-- TEXT BLOCK --
You’ll probably need to start another couple of rounds of charcoal and add briquettes to the rig as the earlier briquettes burn down. But resist the temptation to load the rig to the top. This year, I did a 16-pounder in 2.5 hours with the cylinders only half full and the KTVC METAR temperature hovered around freezing the whole time.

The nice thing is that the bags keep the bird moist even if you hit 170 early and have to keep it dangling longer.

Here’s the bird, just extracted from the rig. Eat right there at the hangar or take it home. It’s up to you!

With the outer bag removed and about to remove the inner bag. Just look at that golden brown! Not also the sag of the bird in the bag. It just completely loosens up and basted in its own juices. We didn’t brine this bird or do anything else other than put two sliced lemons in the cavity. Note that the amount of liquid preserved inside the bird makes this method a poor choice if you want to do the stuffing inside the bird, but modern technology makes separate stuffing a breeze. And it more than makes up for the non-conventional stuffing in the extra juice available for gravy.


Ready to carve. Actually, if you do this right, you can sometimes just reach in and pull the bones out and take the bird directly to the table. Carving becomes mostly unnecessary.

Always moist, always tasty, and a great way to do your bird at your hangar or any other outdoor venue. Happy Thanksgiving, everyone!

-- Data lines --
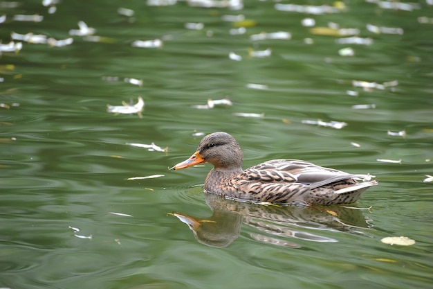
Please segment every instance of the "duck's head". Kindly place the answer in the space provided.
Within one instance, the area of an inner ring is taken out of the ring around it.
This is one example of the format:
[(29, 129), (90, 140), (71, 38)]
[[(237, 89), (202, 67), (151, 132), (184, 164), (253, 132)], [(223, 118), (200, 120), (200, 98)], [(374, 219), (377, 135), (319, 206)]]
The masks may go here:
[(171, 169), (180, 170), (204, 162), (213, 164), (216, 169), (239, 169), (243, 159), (242, 150), (236, 139), (227, 132), (219, 132), (203, 137), (197, 150), (188, 159)]

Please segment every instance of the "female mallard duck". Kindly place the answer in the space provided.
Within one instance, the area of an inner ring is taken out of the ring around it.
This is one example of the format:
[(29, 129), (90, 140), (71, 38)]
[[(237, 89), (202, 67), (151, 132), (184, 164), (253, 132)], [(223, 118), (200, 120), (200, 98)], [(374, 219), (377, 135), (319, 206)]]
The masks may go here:
[[(205, 191), (238, 200), (302, 204), (351, 204), (375, 186), (369, 175), (352, 175), (298, 159), (273, 159), (242, 170), (242, 150), (226, 132), (203, 138), (196, 152), (172, 169), (214, 165)], [(358, 182), (362, 179), (364, 182)]]

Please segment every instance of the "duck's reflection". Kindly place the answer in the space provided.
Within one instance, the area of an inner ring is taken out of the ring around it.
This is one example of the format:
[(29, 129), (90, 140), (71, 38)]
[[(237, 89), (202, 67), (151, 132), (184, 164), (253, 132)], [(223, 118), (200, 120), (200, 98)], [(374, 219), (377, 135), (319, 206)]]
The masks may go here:
[(226, 200), (214, 194), (205, 193), (205, 197), (206, 203), (213, 211), (210, 217), (197, 218), (180, 212), (169, 214), (187, 224), (196, 239), (208, 246), (229, 245), (239, 236), (243, 223), (259, 231), (250, 234), (255, 240), (295, 248), (302, 246), (288, 238), (337, 242), (336, 239), (316, 232), (320, 230), (357, 232), (360, 228), (370, 227), (362, 210), (356, 207), (264, 206)]

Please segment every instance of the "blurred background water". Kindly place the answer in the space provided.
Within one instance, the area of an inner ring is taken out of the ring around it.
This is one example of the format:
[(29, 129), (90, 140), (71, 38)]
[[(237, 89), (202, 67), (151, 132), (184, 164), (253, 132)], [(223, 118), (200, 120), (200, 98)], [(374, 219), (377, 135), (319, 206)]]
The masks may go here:
[[(0, 287), (431, 288), (432, 5), (0, 1)], [(245, 168), (380, 185), (358, 209), (205, 195), (208, 165), (167, 168), (220, 130)]]

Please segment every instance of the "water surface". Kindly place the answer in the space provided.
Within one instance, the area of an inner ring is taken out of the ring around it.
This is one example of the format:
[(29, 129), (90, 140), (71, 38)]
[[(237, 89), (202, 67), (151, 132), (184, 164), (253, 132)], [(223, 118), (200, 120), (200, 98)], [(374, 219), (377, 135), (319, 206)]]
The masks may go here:
[[(338, 2), (316, 15), (273, 1), (173, 2), (64, 1), (54, 12), (39, 1), (0, 3), (3, 44), (12, 31), (73, 39), (62, 47), (14, 40), (22, 49), (1, 53), (0, 286), (431, 287), (433, 189), (423, 180), (433, 175), (432, 6)], [(100, 37), (71, 35), (79, 21)], [(338, 44), (353, 36), (340, 28), (371, 43)], [(278, 31), (291, 37), (250, 39)], [(162, 46), (131, 45), (154, 40)], [(268, 49), (264, 58), (251, 52)], [(138, 96), (142, 117), (107, 112)], [(195, 107), (225, 98), (232, 106)], [(220, 130), (240, 143), (245, 168), (298, 158), (371, 173), (380, 185), (352, 206), (361, 209), (204, 195), (208, 165), (167, 168), (194, 152), (196, 133)], [(168, 148), (128, 144), (151, 143)], [(163, 176), (127, 179), (156, 175)], [(416, 243), (380, 241), (399, 236)]]

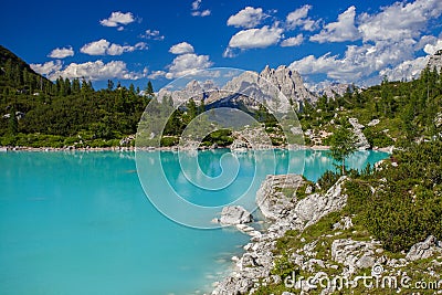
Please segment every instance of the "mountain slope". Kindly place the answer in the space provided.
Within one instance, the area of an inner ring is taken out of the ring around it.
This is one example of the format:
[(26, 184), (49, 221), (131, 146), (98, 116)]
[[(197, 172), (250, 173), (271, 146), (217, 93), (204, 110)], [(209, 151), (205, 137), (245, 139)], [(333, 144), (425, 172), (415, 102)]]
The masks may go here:
[(49, 89), (51, 85), (51, 81), (35, 73), (22, 59), (0, 45), (0, 88), (32, 92)]

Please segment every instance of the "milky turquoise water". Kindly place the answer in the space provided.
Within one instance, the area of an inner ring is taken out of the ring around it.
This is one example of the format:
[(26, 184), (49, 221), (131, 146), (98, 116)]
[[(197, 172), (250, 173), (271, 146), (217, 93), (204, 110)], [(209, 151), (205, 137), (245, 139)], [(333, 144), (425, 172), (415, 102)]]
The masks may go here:
[[(223, 167), (224, 152), (200, 152), (202, 171), (211, 177), (227, 172), (236, 160), (227, 157)], [(286, 172), (286, 167), (301, 172), (301, 159), (305, 159), (304, 175), (311, 180), (333, 168), (325, 151), (292, 152), (292, 166), (286, 165), (286, 154), (277, 154), (276, 172)], [(264, 167), (269, 162), (253, 164), (243, 155), (238, 160), (238, 183), (225, 193), (213, 194), (183, 180), (177, 154), (162, 152), (160, 167), (158, 152), (141, 156), (141, 170), (150, 171), (140, 176), (143, 186), (164, 186), (154, 176), (166, 171), (173, 190), (202, 206), (230, 203), (241, 193), (254, 196), (257, 187), (252, 180), (261, 180), (269, 168)], [(357, 152), (348, 162), (364, 168), (386, 156)], [(241, 253), (248, 236), (231, 229), (198, 230), (172, 222), (146, 198), (136, 169), (133, 152), (0, 154), (0, 294), (194, 294), (210, 289), (228, 271), (230, 257)], [(198, 181), (198, 171), (189, 168), (185, 172)], [(209, 215), (200, 222), (211, 224)]]

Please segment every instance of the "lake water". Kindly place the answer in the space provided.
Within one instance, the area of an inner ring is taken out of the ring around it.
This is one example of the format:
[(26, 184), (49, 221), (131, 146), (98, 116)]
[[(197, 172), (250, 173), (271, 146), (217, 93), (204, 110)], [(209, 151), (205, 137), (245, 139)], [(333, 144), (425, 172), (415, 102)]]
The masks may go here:
[[(236, 199), (253, 206), (269, 171), (303, 172), (316, 180), (333, 168), (326, 151), (275, 155), (1, 152), (0, 294), (178, 295), (211, 289), (249, 238), (233, 229), (197, 228), (214, 226), (213, 212)], [(348, 164), (360, 169), (386, 157), (360, 151)], [(173, 207), (170, 191), (196, 212)]]

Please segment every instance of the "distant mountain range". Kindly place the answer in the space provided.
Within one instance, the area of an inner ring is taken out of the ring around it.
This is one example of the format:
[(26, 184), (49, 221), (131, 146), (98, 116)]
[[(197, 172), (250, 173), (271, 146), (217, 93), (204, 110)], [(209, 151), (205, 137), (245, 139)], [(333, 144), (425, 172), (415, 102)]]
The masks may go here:
[[(281, 95), (283, 94), (283, 95)], [(256, 109), (265, 104), (273, 110), (284, 112), (290, 105), (301, 107), (305, 102), (315, 103), (318, 96), (309, 92), (301, 75), (285, 65), (277, 69), (265, 66), (261, 73), (242, 72), (224, 85), (213, 81), (190, 81), (182, 89), (170, 91), (167, 87), (158, 93), (158, 99), (171, 96), (175, 104), (192, 98), (211, 107), (248, 107)]]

-- TO-DO LIST --
**1)** According to the turkey-cooking text, what was placed in the bird's cavity?
**2)** Please pick out every line of the records that contains the string "segment" and copy each one.

-- ANSWERS PROVIDED --
**1)** Two sliced lemons.

**2)**
Please segment every instance of the "duck's head". Kindly place the answer in the space provided.
Please segment every instance of the "female mallard duck". Kindly place the answer in the space provided.
Please segment every instance of the "duck's reflection". Kindly place the answer in the space provided.
Please segment every instance of the "blurred background water". Kindly place the answer in the space provided.
Please segment every instance of the "water surface". Kindly place the answer in the space provided.
Please segment every instance of the "mountain slope". Kindly place the answer in the space provided.
Please segment every instance of the "milky turquoise water". Kindly place the answer in the space provided.
Please segment every instance of the "lake water". Kindly place the answer in the space provided.
Please segment every instance of the "distant mountain range". Kindly place the answer in the space provided.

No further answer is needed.